─── Страница ───

28. Показателен пример с дилогией Василия Гроссмана. Внутреннее художественное единство романов «За правое дело» и «Жизнь и судьба» бесспорно. И в той же мере бесспорна полярность политических оценок, данных в обоих романах. Последнее обстоятельство сумело даже подвигнуть противников Гроссмана на разговоры о двурушничестве писателя, что, разумеется, абсурдно. Как абсурдны и рассуждения некоторых его поклонников о том, что вот, дескать, Гроссман сперва лгал, а потом дорос до произнесения всей правды. Гроссман переменился. Проделав колоссальную политическую эволюцию, совершив поворот на 180 градусов, Гроссман как художник остался верен себе и раз навсегда выбранному им для себя методу социалистического реализма. Кстати говоря, и в «свободном мире» точно такая же метаморфоза отнюдь не исключена – пример Говарда Фаста.

29. Занятен пример от противного: незадолго до своего бегства на Запад писатель Анатолий Кузнецов опубликовал в журнале «Юность» роман «Огонь», основным идейным содержанием которого был спор между убежденным коммунистом из столицы и завзятым циником и антисоветчиком из провинции. Спор этот звучал вполне объемно, вполне полифонически, оба антагониста были по профессии журналистами, чем объяснялось их умение формулировать свои мысли. Лишь факт публикации в советском журнале (а значит, и одобрения цензурой) подсказывал читателю, на чью сторону ему должно встать. Но факт бегства писателя, не изменив в романе ни единой запятой, подсказывал нечто прямо противоположное. Предлагаю моим эвентуальным оппонентам самостоятельно ответить на вопрос: о соцреализме или о лжесоцреализме тут шла речь?

─── Выдержки из данных ───

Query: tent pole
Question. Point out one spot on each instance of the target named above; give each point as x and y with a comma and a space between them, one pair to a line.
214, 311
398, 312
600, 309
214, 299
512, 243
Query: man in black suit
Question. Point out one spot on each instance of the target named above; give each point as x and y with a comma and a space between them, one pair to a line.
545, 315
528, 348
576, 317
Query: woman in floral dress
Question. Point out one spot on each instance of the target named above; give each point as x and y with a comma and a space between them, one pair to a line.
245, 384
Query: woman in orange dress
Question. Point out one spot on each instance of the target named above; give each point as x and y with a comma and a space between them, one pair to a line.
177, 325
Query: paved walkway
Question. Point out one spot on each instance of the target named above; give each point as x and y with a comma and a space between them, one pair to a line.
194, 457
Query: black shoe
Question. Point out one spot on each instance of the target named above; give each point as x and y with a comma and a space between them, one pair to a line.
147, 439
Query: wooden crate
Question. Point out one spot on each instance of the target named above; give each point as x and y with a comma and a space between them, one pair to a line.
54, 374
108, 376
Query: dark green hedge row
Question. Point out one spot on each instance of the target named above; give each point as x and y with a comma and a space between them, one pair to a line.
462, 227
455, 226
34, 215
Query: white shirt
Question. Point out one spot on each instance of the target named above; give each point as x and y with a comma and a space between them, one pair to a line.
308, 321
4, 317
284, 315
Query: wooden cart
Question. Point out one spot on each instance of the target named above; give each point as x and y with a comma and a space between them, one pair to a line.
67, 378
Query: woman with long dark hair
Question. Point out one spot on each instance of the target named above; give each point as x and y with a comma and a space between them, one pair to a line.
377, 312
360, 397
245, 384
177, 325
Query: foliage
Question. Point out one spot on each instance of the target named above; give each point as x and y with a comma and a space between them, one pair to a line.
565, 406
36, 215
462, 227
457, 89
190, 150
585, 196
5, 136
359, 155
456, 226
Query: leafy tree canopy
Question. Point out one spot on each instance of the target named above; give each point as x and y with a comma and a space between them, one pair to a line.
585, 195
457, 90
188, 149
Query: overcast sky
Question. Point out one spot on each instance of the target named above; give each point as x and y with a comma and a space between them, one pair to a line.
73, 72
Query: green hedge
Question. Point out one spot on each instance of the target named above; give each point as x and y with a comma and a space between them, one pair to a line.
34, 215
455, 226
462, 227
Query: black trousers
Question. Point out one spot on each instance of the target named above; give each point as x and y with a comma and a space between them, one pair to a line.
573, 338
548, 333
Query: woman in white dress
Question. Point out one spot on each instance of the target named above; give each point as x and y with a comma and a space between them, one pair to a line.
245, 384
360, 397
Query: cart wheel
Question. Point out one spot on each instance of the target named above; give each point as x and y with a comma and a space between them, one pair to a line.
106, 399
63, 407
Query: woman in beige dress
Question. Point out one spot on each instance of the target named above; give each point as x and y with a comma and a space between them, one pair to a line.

───

Задания:
a - В каком журнале, согласно странице, Анатолий Кузнецов опубликовал роман «Огонь»?
b - Выпишите из листинга каждую строку, в которой встречается слово «woman».

Решённые задачи:
a - В журнале «Юность».

b -
Query: woman in floral dress
Query: woman in orange dress
Query: woman with long dark hair
Query: woman in white dress
Query: woman in beige dress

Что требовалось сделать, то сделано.